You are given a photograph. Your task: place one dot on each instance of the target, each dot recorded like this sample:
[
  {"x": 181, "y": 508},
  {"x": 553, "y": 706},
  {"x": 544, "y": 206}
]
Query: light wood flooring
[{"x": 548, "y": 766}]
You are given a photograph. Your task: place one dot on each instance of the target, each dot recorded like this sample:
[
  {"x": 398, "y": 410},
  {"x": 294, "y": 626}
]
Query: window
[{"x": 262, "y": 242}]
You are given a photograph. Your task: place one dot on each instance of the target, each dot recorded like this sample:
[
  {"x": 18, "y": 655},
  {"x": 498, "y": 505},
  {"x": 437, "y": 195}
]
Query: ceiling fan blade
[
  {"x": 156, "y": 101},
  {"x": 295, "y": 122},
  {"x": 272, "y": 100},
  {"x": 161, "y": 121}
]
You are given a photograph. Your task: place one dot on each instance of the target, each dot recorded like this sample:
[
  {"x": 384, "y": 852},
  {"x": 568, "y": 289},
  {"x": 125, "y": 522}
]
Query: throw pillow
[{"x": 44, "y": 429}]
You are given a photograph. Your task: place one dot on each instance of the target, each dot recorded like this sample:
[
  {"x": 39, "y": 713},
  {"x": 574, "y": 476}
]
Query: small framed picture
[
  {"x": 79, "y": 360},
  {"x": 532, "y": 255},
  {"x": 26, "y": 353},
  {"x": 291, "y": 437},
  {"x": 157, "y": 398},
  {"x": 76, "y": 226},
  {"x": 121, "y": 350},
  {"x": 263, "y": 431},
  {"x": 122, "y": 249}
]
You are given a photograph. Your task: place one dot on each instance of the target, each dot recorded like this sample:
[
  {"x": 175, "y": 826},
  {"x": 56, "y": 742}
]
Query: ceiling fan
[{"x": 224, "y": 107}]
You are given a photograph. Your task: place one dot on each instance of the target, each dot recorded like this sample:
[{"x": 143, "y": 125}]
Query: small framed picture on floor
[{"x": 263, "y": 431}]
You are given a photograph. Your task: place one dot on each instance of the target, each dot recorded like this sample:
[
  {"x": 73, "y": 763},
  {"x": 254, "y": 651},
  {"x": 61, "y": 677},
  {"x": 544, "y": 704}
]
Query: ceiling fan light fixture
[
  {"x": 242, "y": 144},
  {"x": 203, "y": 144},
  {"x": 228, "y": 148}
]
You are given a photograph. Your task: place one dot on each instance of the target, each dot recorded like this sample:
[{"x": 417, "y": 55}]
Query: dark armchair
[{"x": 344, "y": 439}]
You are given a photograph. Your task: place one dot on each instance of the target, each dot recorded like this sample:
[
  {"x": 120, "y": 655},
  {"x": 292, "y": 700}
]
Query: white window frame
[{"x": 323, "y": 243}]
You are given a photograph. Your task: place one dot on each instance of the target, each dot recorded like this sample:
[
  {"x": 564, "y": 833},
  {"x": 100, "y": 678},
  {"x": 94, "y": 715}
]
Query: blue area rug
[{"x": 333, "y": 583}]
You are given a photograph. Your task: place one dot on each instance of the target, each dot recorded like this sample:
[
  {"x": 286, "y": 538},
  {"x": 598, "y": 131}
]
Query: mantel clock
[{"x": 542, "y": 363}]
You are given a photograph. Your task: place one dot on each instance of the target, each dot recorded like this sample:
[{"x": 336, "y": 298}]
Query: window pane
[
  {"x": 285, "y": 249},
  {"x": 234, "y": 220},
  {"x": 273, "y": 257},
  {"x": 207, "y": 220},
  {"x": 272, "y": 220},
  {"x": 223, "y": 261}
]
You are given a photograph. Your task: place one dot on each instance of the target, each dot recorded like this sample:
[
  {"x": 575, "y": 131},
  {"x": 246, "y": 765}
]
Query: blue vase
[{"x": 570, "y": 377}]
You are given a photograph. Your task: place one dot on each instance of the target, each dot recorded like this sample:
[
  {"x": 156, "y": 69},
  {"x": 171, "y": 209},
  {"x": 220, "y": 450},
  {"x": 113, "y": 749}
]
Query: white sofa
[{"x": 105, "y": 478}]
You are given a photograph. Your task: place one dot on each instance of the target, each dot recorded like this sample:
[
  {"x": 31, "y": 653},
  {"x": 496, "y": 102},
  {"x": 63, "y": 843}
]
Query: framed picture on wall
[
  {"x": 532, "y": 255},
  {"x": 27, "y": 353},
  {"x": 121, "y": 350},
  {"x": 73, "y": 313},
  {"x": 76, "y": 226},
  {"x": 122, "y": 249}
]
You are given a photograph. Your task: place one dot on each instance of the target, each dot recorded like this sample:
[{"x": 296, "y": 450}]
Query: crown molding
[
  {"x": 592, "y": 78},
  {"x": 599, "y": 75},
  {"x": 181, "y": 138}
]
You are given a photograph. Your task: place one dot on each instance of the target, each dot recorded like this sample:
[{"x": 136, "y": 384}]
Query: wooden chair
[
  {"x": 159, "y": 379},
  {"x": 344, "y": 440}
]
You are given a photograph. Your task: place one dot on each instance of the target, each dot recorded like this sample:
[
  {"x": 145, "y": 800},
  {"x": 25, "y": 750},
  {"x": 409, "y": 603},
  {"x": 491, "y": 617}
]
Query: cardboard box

----------

- **Short exercise**
Count the lines in the items above that contain the string "ceiling", and give only that number.

- **Exercise output**
3